__Belge Bölümü__.
====================

Prof. Dr. Ömer Aslan ilə Reportaj

Prof. Dr. Ömer Aslan ilə Reportaj

1. Bir Quran müəllimi olaraq Quran dedikdə ilk öncə nə düşünürsünüz, ağlınıza nələr gəlir?

  Kur’an muallimi denilince akla bir şey değil, pek çok şey gelir. Bir kere böyle bir durumda ortada iki tane çok değerli varlık söz konusudur. Bunlardan biri Yüce Yaratıcı’nın kelamı ve İslam’ın temel kaynağı “Kur’an”, diğeri de böyle yüce bir kitabı öğretme makamı olan “muallimlik”. Bu arada, Kur’an muallimi derken, Kur’an’ın ilk mualliminin Hz. Peygamber (sav) olduğunu da hatırlatmak gerekmektedir. Bu yönüyle Kur’an muallimliğinin dinimiz açısından ne kadar şerefli ve yüce bir meslek olduğu hususunda çok fazla bir şey söylemeye gerek yok. Nitekim sevgili Peygamberimiz (sav) bu hususta şöyle söylemiştir: “Sizin en hayırlınız Kur’an’ı öğrenen ve onu insanlara öğretendir.” Dolayısıyla insan hayatının en önemli hsuslarından biri, Kur’an öğrenmek ve öğretmektir. Kur’an öğrenmek ve öğretmek, yani Kur’an muallimliği, aynı zamanda Rasulüllah (sav)’ın bir emridir. O, “Kur’an’ı öğrenin ve öğretin, onu okuyun ve okutun” buyurarak, bu işin bir vecibe olduğunu ifade etmektedir. Kur’an muallimi bu yönüyle de, dini bir vecibeyi yerine getirmenin hazzını yaşamaktadır.

====================

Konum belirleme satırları
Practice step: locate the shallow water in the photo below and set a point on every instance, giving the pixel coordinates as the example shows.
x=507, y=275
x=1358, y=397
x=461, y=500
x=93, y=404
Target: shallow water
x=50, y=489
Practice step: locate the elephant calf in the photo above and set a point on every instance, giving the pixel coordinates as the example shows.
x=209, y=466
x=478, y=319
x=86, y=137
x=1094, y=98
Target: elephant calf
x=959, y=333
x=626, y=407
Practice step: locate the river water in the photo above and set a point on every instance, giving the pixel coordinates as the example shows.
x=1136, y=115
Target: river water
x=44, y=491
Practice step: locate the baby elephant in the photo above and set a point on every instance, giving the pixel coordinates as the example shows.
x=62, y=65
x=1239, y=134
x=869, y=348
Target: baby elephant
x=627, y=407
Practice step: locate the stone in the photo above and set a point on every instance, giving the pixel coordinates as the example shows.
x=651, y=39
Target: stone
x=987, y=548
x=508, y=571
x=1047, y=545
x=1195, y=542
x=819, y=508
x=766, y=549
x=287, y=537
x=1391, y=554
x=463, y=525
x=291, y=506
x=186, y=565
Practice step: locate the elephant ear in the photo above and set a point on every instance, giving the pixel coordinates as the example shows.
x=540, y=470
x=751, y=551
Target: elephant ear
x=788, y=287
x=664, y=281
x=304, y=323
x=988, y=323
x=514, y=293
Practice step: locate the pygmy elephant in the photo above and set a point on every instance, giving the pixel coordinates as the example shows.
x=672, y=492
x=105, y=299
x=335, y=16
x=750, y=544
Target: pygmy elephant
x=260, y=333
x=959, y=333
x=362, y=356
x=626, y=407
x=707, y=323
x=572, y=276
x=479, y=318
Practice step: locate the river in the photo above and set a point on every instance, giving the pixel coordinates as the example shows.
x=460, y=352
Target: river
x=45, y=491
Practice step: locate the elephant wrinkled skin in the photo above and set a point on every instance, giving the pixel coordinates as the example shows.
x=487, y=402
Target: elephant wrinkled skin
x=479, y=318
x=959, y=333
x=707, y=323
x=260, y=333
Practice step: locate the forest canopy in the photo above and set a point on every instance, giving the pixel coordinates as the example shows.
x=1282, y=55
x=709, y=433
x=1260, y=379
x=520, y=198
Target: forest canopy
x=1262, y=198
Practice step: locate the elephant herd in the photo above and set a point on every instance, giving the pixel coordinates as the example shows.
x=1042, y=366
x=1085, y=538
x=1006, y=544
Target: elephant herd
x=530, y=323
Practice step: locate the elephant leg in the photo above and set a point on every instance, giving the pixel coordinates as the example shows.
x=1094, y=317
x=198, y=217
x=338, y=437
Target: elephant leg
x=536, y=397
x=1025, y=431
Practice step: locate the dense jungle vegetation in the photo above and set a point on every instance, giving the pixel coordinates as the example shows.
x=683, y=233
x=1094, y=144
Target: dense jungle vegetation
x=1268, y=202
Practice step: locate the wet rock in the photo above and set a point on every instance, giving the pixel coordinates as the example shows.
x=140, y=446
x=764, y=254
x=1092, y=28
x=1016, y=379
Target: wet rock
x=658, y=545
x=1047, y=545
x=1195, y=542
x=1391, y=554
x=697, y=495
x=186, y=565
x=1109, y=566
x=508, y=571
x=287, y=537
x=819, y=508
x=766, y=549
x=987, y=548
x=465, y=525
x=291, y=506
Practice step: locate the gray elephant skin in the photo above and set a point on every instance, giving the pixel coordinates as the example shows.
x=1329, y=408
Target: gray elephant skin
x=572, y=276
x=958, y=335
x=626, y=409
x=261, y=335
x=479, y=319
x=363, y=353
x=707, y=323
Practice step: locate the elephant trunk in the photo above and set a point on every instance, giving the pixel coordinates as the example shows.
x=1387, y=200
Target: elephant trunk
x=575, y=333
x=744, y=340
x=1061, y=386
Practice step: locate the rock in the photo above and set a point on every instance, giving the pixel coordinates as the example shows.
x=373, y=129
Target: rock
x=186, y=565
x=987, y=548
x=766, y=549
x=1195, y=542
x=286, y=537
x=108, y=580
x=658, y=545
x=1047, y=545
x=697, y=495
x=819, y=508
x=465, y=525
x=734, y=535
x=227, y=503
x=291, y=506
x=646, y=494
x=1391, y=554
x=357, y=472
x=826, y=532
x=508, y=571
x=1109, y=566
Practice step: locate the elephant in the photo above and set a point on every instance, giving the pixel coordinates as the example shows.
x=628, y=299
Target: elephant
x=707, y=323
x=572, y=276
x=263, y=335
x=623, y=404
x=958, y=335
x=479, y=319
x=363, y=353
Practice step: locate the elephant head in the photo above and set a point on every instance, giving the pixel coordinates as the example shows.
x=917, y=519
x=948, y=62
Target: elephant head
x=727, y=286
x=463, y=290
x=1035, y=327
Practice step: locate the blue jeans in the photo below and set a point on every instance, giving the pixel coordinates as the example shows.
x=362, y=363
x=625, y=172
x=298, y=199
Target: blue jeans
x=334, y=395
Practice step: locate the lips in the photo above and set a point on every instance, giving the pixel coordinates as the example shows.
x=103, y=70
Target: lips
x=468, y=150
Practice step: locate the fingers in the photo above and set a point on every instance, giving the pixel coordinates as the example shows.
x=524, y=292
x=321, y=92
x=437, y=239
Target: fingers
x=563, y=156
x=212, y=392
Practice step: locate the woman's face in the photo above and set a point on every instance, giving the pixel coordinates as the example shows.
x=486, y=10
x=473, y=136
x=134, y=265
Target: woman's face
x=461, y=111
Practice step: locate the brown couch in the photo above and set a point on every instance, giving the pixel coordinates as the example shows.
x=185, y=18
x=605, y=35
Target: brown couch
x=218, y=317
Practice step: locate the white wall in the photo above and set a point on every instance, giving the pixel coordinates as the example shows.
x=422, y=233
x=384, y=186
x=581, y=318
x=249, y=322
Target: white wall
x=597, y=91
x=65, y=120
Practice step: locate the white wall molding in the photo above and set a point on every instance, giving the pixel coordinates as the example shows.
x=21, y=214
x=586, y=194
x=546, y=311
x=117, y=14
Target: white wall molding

====================

__Amaç 1__.
Yukarıdaki satırlarda "Practice step: locate the fingers" geçen satırdan başlayın ve "x=212, y=392" geçen satırda durun. Bu iki satır da dahil olmak üzere aradaki satırları aynen tekrar yazın.
__Amaç 2__.
Kur'an muallimliği üzerine Prof. Dr. Ömer Aslan ile yapılan röportajı kaldığı yerden sürdürün.

__Yazılı Yanıt 1__.
Practice step: locate the fingers in the photo above and set a point on every instance, giving the pixel coordinates as the example shows.
x=524, y=292
x=321, y=92
x=437, y=239
Target: fingers
x=563, y=156
x=212, y=392

__Yazılı Yanıt 2__.
            Böyle olmakla birlikte bu mesleğin sorumluluğu da oldukça fazladır. Allah (cc), böyle bir imkanı her kuluna nasip etmemektedir. Bu mesleğe sahip olanlara şunu hatırlatmak gerekir ki, bu bizlere Allah’ın bir lütfudur. Bunun kıymetini ve sorumluluğunu çok iyi bilmemiz gerekir. Unutmamak lazımdır ki nimet, külfetle doğru orantılıdır. Zahmetsiz rahmet olmaz. Bunun için sadece muallimlik sıfatı kifayet etmez. Kur’an muallilminin Kur’an ahlakını da kendisine şiar edinmesi gereklidir. Nitekim Kur’an’ın ilk muallimi Hz. peygamber’in ahlakı da Kur’an idi. Onun ahlakını soranlara Hz. Aişe (ra) validemiz; “Siz hiç Kur’an okumuyor musunuz, Onun ahlakı Kur’an’dı,” şeklinde cevap vermiştir. Bu sebeple Kur’an mualliminin de, ilk muallimin, yani Hz. peygamber’in izinden gitmesi ve Onun ahlakıyla ahlaklanması gerekmektedir.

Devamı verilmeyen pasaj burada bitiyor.